» **Exercise 1**
In the Suez Canal passage, who bought the British stake in the canal, and in what year?
» **Exercise 2**
Carry the Suez Canal passage forward from its last sentence.

On Thursday, July 26th, 1956 - just two years after taking power - Egypt's Col Gamal Abdel Nasser announced the nationalisation of the Suez Canal through which passed 80 per cent of Western Europe's oil supplies.

Egypt had promised not to do this as part of the 1954 price for British withdrawal. But not only that, as historian Andrew Roberts writes in A History of the English-Speaking Peoples since 1900, Nasser "had also chosen the most prominent Western asset in the Middle East on which to stake his adventurous claim", the British stake in which had been purchased in hard currency by Benjamin Disraeli in 1875.

Prime minister Anthony Eden heard the news as he entertained King Faisal II and prime minister Nuri-es-Said of Iraq at 10 Downing Street. And Churchill's successor decided both to follow his own instinct and act on the advice of those present, including Labour leader Hugh Gaitskell, with speed and resolution.

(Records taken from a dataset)

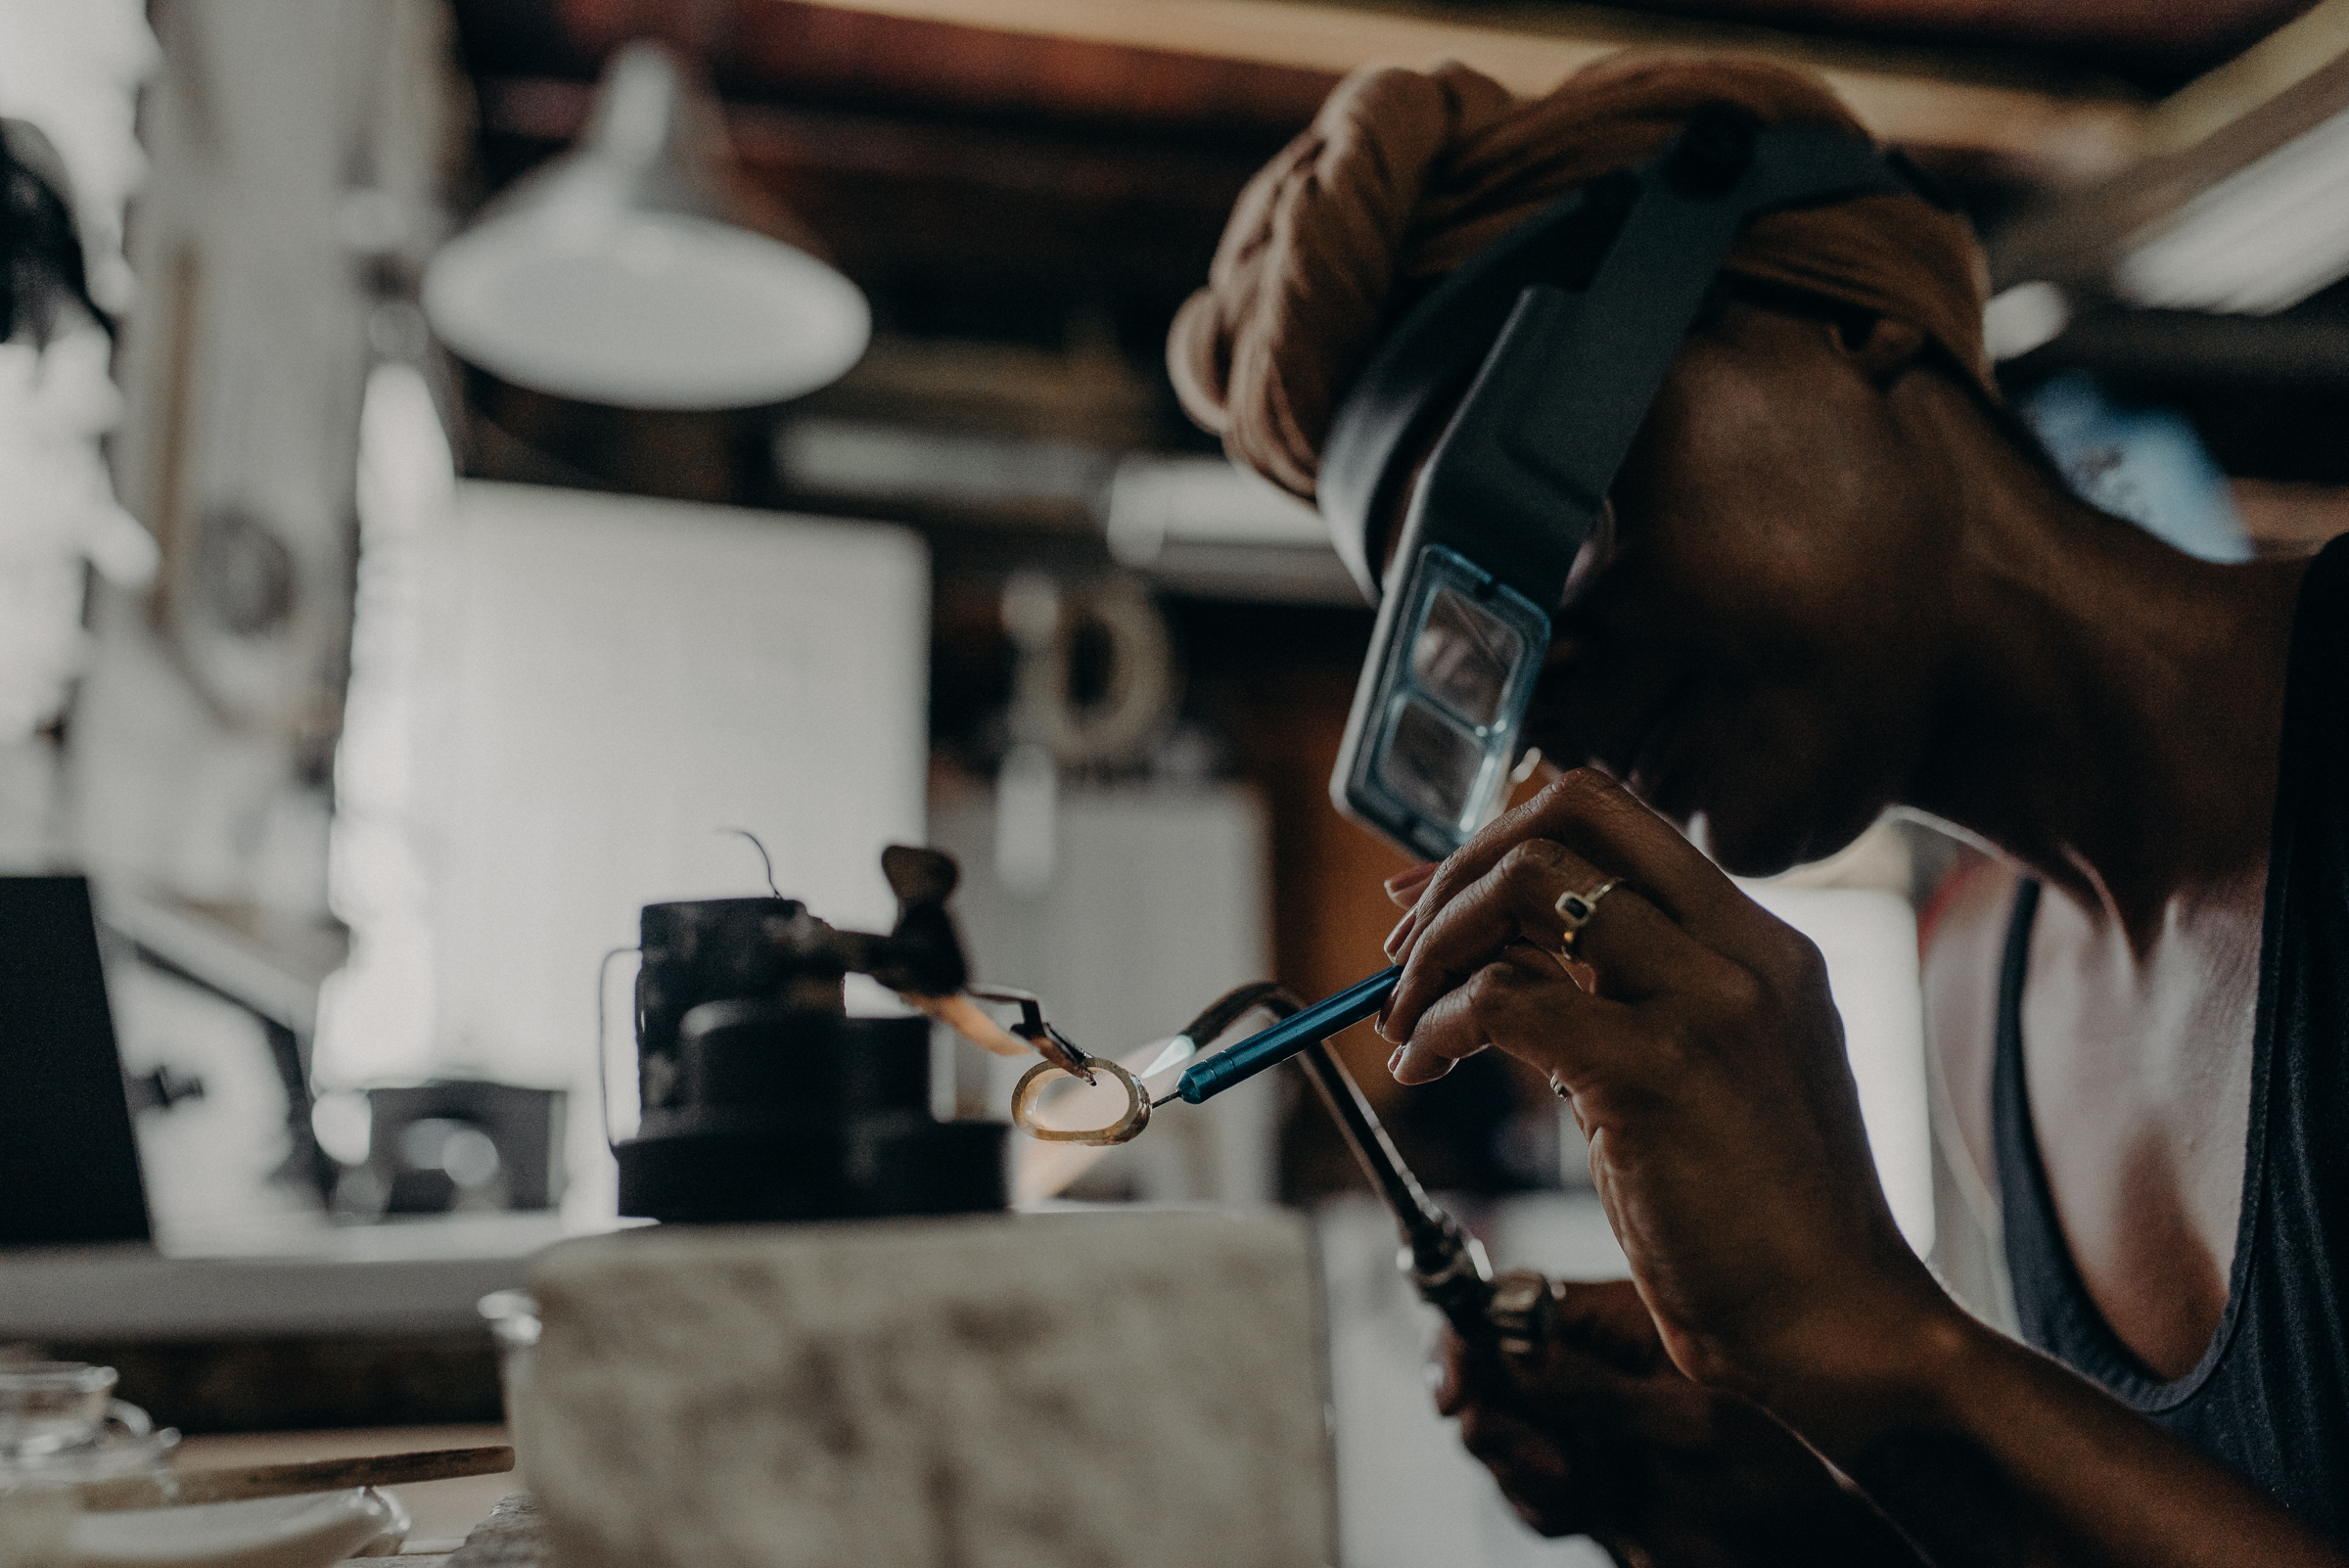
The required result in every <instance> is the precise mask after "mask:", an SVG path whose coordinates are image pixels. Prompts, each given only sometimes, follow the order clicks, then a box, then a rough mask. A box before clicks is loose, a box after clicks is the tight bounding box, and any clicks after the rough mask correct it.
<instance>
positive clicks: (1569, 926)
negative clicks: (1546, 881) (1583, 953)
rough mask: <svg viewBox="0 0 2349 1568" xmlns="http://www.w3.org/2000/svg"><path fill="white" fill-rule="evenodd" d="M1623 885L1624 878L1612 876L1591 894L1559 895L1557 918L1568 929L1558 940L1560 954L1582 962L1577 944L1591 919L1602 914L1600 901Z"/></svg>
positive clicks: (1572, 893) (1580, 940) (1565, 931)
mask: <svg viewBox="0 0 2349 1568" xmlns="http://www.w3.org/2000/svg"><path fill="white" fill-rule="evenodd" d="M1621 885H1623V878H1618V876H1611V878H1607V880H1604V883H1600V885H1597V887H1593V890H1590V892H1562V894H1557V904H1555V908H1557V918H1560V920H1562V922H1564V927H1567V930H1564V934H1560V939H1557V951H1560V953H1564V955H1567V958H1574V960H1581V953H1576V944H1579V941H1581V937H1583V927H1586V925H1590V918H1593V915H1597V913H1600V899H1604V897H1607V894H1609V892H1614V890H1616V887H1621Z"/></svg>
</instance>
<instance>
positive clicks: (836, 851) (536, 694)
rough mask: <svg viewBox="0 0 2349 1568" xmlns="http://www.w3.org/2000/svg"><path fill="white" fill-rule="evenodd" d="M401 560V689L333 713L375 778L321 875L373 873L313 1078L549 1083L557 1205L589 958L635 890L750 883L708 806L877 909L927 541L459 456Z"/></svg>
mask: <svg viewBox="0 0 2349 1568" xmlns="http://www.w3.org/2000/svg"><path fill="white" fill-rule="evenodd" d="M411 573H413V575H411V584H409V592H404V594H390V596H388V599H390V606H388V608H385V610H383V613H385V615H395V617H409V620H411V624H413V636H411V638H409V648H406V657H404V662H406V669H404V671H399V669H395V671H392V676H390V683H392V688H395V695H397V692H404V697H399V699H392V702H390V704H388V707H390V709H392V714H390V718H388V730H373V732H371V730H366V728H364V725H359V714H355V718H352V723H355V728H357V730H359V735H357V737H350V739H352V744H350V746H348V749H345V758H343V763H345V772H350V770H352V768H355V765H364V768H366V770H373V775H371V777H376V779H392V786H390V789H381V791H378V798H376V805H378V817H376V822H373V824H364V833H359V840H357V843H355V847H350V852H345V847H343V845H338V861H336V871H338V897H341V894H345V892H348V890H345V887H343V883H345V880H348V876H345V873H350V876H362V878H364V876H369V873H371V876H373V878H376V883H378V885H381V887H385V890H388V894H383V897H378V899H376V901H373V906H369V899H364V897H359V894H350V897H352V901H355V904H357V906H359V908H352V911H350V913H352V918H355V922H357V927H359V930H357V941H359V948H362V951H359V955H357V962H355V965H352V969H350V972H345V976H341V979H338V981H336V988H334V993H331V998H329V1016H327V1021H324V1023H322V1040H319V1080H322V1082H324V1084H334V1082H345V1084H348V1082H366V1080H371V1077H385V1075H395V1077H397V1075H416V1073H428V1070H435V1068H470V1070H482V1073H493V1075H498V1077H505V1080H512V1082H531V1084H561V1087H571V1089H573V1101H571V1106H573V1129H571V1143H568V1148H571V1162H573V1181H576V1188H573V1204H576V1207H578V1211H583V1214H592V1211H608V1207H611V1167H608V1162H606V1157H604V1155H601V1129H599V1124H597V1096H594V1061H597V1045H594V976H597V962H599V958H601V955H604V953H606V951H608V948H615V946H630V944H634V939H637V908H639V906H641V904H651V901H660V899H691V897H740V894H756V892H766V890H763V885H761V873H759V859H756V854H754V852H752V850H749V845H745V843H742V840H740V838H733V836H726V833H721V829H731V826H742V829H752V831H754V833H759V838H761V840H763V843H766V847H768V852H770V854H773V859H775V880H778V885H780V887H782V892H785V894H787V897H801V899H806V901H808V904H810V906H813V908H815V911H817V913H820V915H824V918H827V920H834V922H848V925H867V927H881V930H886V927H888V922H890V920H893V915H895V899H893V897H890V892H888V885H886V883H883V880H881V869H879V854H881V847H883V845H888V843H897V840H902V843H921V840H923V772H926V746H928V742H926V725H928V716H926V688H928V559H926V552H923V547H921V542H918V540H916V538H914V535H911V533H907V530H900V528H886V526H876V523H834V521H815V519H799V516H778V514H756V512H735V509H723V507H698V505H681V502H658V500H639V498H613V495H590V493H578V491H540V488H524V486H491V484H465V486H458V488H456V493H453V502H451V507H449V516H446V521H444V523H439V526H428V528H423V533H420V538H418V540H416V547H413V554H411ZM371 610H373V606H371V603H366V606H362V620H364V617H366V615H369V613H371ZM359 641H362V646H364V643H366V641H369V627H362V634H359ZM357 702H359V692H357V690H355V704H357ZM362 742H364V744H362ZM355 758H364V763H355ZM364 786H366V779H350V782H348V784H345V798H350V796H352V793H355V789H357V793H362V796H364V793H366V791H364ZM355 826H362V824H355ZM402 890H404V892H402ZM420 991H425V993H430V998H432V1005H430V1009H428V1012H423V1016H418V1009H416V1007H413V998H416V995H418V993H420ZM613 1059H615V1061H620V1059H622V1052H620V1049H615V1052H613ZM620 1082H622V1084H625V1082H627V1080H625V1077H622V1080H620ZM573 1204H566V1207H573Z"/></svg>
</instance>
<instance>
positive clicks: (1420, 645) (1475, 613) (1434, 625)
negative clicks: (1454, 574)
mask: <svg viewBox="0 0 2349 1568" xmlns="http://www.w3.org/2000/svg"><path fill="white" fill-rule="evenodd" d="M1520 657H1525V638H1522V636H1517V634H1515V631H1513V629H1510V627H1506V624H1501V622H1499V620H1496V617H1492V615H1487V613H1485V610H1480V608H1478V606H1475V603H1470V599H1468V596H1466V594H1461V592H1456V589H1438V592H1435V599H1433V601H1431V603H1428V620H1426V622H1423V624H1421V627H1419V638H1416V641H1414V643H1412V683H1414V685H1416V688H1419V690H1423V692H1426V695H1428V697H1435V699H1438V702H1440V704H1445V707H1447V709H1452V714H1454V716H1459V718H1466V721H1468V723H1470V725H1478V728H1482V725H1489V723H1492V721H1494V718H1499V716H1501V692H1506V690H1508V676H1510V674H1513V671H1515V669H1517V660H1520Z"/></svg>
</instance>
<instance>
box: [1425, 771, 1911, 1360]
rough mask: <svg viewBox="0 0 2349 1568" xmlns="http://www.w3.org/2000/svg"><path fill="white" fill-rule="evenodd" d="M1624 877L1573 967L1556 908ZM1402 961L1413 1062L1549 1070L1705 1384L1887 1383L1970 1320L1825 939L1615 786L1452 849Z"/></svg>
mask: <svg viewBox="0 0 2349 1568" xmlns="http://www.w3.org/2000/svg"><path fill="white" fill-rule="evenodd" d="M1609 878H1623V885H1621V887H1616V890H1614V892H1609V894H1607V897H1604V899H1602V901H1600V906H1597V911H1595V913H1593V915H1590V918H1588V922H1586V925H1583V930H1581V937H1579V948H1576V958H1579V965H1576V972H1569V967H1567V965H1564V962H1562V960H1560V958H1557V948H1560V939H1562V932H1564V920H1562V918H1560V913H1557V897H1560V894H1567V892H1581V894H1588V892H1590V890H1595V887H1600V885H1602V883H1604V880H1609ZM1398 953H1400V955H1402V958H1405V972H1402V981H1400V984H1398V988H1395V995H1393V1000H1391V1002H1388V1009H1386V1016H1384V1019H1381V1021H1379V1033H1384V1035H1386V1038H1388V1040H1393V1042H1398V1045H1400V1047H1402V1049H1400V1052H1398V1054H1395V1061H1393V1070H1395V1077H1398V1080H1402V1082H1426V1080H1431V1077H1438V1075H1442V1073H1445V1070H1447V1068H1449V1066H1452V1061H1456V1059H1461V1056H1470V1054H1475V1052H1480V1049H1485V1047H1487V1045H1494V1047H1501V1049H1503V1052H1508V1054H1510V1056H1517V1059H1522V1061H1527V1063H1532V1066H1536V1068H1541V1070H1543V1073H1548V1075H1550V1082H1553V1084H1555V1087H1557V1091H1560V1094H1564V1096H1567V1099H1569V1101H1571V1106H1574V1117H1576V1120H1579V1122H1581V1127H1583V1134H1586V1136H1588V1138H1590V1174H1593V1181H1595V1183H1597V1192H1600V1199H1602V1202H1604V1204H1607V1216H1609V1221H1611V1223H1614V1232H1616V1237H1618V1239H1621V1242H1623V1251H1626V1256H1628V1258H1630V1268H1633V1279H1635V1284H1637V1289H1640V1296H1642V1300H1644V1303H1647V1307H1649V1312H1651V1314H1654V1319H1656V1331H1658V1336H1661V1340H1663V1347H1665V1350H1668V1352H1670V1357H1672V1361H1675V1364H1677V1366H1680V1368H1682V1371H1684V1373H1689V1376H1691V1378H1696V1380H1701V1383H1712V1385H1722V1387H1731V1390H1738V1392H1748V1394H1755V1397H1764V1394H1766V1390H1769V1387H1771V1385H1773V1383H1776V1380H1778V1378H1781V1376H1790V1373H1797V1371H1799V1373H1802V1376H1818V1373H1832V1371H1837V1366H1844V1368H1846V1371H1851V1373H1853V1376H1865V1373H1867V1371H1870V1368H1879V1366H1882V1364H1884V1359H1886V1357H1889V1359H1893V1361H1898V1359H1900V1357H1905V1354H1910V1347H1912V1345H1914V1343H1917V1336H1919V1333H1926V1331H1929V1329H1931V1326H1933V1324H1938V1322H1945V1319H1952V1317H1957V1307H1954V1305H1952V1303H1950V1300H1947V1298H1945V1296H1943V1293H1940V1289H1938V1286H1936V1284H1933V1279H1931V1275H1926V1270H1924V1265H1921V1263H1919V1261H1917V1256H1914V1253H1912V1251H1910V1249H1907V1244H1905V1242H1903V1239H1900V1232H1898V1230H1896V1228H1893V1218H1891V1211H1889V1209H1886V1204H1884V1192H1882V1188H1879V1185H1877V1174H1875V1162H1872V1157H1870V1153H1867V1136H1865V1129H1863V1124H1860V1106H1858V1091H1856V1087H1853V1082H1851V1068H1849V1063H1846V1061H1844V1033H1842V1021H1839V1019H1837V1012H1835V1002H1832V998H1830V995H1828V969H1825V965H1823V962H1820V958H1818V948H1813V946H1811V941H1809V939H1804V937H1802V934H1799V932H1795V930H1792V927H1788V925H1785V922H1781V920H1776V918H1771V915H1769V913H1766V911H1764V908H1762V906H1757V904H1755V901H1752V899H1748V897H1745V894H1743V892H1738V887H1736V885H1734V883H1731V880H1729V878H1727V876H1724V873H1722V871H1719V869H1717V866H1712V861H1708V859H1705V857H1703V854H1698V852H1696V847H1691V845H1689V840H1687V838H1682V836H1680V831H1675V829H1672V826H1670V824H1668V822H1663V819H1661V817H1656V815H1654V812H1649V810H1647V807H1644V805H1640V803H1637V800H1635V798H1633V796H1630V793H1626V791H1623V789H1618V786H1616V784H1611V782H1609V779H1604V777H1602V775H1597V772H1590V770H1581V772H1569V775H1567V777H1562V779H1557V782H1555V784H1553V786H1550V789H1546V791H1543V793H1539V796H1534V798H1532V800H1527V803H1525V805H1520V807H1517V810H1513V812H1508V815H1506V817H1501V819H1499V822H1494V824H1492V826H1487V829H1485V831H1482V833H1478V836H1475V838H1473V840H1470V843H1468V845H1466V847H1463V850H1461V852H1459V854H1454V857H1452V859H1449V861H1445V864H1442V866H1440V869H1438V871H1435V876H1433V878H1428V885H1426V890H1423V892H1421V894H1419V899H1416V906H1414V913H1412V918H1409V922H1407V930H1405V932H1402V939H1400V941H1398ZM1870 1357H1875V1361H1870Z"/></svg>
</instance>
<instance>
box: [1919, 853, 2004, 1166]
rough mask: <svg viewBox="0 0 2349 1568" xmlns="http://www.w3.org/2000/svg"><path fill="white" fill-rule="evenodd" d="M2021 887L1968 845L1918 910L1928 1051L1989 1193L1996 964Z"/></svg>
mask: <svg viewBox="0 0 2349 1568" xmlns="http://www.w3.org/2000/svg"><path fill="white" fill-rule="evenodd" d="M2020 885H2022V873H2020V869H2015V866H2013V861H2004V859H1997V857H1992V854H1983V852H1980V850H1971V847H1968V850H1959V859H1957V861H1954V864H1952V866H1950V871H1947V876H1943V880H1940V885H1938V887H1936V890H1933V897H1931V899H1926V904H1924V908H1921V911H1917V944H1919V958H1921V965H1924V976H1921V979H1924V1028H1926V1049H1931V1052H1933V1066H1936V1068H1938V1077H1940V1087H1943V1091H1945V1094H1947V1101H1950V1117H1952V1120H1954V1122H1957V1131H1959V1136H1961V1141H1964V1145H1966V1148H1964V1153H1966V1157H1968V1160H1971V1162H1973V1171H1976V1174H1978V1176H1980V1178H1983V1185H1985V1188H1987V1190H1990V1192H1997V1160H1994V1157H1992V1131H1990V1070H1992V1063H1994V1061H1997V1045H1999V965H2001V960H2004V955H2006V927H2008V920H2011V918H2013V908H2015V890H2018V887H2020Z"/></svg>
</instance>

» **Final answer 1**
Benjamin Disraeli bought it in 1875.

» **Final answer 2**
Though succeeding Churchill as a peacemaker and "a League of Nations man", the dashing, though then ill, Eden had the impeccable credentials of a man who had resigned as foreign secretary in 1938 over the Chamberlain government's appeasement of Mussolini.

Citing the immediate threat to the oil supply, Eden wrote to President Eisenhower: "As we see it, we are unlikely to attain our objectives by economic pressures alone. My colleagues and I are convinced that we must be ready, in the last resort, to use force to bring Nasser to his senses. For our part we are prepared to do so."

The unfolding nightmare for Eden was that within five days of Nasser's announcement, Eisenhower - facing an election that November - was warning against military intervention by the British and the French. And the prime minister's undoing was to bypass the Americans by way of the secret "collusion" policy which would see Israel invade Egypt first, with the British and French then landing ostensibly to separate the combatants.

The result - a prompt and humiliating evacuation forced by the Americans and a run on the pound which the chancellor, Harold Macmillan, shortly to replace Eden, said could only be met by an IMF loan backed by the US.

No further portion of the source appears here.